(Region annotation rows)
****************

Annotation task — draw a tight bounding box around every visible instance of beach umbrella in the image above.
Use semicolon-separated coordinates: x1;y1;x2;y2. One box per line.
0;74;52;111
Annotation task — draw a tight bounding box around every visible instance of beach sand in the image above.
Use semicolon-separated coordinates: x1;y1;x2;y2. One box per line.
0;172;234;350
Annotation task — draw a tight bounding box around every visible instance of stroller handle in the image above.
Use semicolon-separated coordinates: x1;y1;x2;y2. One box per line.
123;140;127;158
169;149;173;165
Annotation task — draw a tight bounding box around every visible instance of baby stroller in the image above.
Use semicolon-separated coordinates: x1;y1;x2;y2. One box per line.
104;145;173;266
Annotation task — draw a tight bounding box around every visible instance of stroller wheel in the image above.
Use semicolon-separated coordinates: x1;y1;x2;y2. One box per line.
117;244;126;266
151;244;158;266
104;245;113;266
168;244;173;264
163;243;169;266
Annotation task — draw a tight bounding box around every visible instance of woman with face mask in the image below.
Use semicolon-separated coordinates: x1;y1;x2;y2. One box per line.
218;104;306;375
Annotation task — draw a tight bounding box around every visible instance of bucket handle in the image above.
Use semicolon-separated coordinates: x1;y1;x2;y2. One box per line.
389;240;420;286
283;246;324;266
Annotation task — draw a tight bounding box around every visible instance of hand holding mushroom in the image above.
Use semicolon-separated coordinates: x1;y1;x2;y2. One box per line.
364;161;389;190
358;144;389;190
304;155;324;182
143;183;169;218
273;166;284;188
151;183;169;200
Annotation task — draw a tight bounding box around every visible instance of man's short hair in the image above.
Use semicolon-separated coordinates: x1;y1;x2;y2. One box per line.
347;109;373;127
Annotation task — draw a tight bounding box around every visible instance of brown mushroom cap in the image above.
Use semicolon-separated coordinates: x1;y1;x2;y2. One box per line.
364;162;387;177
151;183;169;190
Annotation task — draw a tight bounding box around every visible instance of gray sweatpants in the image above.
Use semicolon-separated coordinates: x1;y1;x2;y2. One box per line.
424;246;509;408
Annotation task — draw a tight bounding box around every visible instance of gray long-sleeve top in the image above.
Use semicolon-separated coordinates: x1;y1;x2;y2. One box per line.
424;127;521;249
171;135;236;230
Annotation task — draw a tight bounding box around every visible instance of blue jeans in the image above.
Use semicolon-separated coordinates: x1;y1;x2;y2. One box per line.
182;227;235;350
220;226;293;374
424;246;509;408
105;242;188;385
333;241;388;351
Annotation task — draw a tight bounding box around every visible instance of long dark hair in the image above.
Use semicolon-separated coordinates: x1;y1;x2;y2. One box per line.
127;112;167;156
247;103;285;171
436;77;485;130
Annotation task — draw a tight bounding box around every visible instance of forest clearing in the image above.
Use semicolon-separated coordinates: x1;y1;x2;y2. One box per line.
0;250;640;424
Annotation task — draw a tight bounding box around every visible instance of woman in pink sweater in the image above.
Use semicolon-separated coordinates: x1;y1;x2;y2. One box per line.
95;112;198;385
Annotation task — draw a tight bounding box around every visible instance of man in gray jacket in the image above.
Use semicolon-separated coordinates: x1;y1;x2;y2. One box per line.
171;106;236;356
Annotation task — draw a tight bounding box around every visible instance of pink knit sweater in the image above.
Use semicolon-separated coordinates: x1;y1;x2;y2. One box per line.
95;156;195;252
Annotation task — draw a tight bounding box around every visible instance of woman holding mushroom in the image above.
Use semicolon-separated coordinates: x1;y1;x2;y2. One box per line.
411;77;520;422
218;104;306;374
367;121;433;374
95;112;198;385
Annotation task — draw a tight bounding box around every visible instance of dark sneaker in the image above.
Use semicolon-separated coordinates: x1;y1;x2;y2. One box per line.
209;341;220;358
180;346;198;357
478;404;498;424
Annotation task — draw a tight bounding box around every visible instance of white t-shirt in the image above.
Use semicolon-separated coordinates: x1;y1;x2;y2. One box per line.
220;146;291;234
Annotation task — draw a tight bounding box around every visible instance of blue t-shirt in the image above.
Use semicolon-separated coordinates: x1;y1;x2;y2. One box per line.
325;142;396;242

****************

Rewrite the rows starting at the line containing "dark hair in the image above." and ending at the line containing "171;106;236;356", keeping every line, requests included. Scale each box coordinate in the answers by 1.25 and round to whole numbers, with halves rounding up.

Annotation task — draw a tight bounding box around every visible instance of long dark hair in the image above.
Use semicolon-separated coordinates: x1;y1;x2;y2. One box per line.
159;140;209;195
309;129;356;214
545;96;606;163
Annotation task — draw a tight bounding box around every visible instance of forest clearing in the image above.
Use semicolon-separated coordinates: x1;y1;x2;y2. One box per line.
0;313;800;530
Annotation task — draw a tight bounding box around every visible instance of woman in pink sweater in the image above.
Use semicolon-separated coordinates: x1;y1;x2;y2. One box per line.
119;140;248;481
Annotation task — draw a tight bounding box around every visible instance of man in gray jacket in the image above.
Use semicolon-separated coordinates: x1;y1;x2;y2. One box per line.
214;133;295;445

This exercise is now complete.